TÂCHES À RÉALISER.
1. Recopiez mot pour mot, dans le texte sur le suivi du mélanome, tout ce qui va de « Sept patients (parmi » jusqu'à « l’entourage pour l’examen. ».
2. D'après le texte sur le suivi du mélanome, quelle proportion des personnes interrogées ne faisait pas d'auto-examen ou en faisait à plus de trois mois d'intervalle ?
3. Expliquez, à partir du texte sur le suivi du mélanome, pourquoi on pourrait vouloir réduire le rythme des consultations grâce à la télédermatologie.

=== TEXTE PRÉSENTÉ ===

Sept patients (parmi les 262 volontaires pour cette étude) ont signalé avoir eu une récidive et trois un nouveau mélanome. Dans environ la moitié des cas l’entourage, le patient lui-même ou un autre médecin avait détecté cette récidive ou cette nouvelle tumeur entre deux consultations de suivi programmé.
Cependant environ 40 % des personnes interrogées ne faisaient pas d’auto-examen ou en faisaient à plus de trois mois d’intervalle et moins de la moitié demandait de l’aide à l’entourage pour l’examen.
Au total, cette étude montre que la plupart des patients se plient « volontiers » au rythme de suivi qui leur est recommandé. Il pourrait cependant être possible que, dans certains cas, le praticien puisse opter pour un nombre de consultations moindre en toute sécurité pour certains patients capables de bien mener un auto-examen, auquel ils peuvent être formés grâce à des supports en ligne, vidéos et applications. Le développement de la télédermatologie pourrait également être un moyen de réduire le rythme des consultations si l’on veut tenter d’épargner finalement le temps et l’argent des uns et des autres en toute sécurité et en préservant le bien-être psychique des patients.

=== DONNÉES BRUTES ===

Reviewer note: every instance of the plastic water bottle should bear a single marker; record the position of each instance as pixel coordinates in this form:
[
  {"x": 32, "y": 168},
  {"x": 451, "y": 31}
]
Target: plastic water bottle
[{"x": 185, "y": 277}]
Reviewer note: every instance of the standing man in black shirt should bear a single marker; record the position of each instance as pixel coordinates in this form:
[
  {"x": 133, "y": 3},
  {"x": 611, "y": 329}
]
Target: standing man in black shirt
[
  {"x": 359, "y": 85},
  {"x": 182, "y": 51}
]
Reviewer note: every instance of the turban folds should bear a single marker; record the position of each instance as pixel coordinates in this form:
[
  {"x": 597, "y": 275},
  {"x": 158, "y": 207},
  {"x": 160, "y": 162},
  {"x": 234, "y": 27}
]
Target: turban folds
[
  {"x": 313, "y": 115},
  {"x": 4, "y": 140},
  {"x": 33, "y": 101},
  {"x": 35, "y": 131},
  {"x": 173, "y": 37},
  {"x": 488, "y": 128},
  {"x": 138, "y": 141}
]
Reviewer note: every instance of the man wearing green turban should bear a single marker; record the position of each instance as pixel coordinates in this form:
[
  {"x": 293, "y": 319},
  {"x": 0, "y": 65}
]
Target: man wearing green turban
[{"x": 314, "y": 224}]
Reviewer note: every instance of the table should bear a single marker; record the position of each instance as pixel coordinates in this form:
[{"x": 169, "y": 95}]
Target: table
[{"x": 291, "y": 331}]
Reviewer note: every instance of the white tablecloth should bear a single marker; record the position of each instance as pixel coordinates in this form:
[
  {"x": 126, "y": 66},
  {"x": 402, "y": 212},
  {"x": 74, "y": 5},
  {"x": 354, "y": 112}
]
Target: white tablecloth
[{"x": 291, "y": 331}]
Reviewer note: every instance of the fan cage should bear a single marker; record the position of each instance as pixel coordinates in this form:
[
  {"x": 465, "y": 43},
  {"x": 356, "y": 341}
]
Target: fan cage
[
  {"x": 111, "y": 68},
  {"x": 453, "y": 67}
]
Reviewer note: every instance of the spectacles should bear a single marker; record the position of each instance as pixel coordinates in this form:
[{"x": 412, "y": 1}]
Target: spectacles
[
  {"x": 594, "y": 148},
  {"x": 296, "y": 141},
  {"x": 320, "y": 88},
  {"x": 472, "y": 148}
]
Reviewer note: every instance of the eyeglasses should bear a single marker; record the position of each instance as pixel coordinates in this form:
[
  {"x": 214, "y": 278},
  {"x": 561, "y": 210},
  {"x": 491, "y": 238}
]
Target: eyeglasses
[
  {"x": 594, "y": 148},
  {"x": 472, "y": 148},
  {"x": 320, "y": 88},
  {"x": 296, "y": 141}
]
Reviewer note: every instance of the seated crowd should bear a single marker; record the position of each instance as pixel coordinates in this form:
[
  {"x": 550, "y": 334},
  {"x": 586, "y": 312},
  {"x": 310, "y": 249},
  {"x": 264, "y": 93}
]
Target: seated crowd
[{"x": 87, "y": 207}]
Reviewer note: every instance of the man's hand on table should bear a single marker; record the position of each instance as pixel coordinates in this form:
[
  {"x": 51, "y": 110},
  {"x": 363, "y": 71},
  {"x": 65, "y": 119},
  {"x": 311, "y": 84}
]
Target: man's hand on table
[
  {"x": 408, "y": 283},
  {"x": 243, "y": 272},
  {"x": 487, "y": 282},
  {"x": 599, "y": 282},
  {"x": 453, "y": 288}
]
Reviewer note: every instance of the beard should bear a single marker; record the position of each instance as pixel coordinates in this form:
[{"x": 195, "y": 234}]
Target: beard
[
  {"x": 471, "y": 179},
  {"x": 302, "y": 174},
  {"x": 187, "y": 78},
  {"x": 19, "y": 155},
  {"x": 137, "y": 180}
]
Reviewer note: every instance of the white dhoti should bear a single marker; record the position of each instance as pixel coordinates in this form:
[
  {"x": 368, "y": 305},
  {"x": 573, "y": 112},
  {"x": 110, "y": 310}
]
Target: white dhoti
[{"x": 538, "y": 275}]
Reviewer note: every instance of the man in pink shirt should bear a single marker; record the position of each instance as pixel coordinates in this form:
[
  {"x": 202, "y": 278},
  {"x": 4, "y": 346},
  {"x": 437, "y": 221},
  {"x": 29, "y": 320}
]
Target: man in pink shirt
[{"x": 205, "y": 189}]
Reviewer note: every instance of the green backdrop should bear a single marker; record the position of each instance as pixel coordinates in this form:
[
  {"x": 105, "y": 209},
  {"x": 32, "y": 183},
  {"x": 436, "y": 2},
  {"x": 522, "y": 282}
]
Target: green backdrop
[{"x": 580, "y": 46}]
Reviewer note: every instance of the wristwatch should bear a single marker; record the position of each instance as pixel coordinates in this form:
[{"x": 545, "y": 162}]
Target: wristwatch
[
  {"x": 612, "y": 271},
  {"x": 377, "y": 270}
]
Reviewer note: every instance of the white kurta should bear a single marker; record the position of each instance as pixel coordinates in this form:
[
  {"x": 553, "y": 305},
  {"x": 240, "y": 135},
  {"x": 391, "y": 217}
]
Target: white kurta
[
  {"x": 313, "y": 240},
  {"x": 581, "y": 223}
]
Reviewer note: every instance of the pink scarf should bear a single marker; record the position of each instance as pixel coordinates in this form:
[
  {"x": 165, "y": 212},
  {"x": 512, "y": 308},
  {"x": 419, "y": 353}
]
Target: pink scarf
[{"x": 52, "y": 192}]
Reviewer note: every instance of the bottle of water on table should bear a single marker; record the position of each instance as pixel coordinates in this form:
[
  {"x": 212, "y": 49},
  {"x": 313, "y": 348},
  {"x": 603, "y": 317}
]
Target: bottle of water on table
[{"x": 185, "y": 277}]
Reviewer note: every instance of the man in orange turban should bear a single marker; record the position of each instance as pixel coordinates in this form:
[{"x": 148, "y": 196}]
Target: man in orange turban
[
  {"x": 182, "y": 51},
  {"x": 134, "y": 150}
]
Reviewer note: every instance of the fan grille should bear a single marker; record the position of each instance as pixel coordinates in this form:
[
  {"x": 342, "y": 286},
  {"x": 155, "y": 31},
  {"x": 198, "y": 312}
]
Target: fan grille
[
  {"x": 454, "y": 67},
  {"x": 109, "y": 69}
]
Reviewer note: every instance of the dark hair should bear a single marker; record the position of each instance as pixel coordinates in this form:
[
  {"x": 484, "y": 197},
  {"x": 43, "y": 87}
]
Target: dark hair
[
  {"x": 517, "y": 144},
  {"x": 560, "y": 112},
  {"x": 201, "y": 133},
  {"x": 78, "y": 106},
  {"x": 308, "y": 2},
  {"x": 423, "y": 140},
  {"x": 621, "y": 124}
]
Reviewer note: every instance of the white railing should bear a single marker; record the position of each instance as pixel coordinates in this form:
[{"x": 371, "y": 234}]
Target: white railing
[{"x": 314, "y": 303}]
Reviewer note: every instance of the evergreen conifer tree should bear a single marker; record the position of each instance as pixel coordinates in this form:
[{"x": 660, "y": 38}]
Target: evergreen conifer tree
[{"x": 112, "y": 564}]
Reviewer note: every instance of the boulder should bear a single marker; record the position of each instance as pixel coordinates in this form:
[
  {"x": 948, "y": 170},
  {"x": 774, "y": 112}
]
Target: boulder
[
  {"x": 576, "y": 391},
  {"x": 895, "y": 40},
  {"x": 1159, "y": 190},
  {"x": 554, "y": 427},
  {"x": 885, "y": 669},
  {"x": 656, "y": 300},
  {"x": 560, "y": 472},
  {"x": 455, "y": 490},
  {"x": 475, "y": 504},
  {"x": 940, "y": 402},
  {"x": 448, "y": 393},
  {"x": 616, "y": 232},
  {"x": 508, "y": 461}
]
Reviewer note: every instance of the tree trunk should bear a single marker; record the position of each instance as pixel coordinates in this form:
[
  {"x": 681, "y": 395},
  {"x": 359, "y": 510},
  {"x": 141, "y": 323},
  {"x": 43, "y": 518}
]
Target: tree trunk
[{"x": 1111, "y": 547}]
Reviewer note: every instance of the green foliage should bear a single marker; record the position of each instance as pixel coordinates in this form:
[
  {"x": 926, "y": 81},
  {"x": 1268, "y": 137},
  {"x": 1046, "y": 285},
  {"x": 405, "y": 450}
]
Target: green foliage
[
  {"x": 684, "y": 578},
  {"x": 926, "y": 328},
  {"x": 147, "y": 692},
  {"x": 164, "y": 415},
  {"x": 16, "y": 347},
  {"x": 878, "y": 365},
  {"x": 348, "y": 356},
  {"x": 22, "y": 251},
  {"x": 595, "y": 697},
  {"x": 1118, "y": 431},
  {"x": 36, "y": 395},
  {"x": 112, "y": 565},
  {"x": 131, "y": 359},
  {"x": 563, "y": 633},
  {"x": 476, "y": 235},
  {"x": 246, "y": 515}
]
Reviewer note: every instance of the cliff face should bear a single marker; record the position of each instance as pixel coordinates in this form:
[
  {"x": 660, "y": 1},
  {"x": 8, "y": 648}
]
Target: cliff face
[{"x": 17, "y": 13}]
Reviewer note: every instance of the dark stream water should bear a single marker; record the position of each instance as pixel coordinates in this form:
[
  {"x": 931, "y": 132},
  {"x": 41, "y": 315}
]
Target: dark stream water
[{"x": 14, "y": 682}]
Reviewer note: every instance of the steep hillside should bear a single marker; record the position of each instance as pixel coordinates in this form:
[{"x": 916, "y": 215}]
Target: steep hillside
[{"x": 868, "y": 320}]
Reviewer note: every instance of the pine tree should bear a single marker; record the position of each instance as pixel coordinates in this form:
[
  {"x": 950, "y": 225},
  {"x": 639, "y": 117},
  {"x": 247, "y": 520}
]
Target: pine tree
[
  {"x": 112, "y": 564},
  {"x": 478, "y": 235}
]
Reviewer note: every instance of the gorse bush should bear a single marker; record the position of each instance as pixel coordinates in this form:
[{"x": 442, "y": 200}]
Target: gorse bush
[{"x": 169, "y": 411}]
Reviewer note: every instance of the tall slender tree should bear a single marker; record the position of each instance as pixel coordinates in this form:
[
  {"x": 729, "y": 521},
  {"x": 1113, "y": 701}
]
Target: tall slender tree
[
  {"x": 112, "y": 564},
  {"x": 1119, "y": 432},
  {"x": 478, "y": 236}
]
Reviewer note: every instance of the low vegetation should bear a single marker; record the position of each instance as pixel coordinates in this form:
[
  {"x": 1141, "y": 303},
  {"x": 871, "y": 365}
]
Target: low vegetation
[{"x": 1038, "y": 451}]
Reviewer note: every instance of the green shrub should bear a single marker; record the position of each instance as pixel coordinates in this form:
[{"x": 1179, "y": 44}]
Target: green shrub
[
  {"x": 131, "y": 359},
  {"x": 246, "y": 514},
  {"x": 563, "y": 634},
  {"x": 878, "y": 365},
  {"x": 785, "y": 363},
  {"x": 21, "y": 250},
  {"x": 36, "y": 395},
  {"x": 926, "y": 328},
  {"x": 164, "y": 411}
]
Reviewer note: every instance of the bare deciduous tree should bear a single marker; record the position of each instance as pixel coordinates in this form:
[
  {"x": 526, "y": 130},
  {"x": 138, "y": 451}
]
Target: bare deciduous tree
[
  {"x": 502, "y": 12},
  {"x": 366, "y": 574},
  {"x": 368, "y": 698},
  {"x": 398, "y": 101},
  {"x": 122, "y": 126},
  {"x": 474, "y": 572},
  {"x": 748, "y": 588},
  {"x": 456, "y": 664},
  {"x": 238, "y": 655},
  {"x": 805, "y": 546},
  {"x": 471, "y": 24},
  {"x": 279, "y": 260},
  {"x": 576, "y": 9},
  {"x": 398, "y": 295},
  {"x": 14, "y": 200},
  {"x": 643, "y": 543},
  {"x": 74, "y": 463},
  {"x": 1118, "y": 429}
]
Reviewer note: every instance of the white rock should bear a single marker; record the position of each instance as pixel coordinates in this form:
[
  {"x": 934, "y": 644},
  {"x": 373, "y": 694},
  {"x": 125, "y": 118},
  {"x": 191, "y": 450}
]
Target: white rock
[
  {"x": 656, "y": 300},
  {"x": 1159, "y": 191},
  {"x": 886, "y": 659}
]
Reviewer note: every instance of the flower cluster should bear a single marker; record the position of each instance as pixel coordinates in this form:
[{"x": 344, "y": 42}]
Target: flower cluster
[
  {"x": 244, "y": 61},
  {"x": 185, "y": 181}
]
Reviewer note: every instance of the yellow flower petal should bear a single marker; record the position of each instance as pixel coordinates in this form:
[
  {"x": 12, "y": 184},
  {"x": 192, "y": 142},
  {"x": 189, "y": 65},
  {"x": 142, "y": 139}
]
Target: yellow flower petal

===

RÉPONSES PAR TÂCHE.
1.
Sept patients (parmi les 262 volontaires pour cette étude) ont signalé avoir eu une récidive et trois un nouveau mélanome. Dans environ la moitié des cas l’entourage, le patient lui-même ou un autre médecin avait détecté cette récidive ou cette nouvelle tumeur entre deux consultations de suivi programmé.
Cependant environ 40 % des personnes interrogées ne faisaient pas d’auto-examen ou en faisaient à plus de trois mois d’intervalle et moins de la moitié demandait de l’aide à l’entourage pour l’examen.

2. Environ 40 %.

3. Réduire le rythme des consultations permettrait d'épargner le temps et l'argent des uns et des autres. Le texte précise que cela se ferait en toute sécurité et en préservant le bien-être psychique des patients.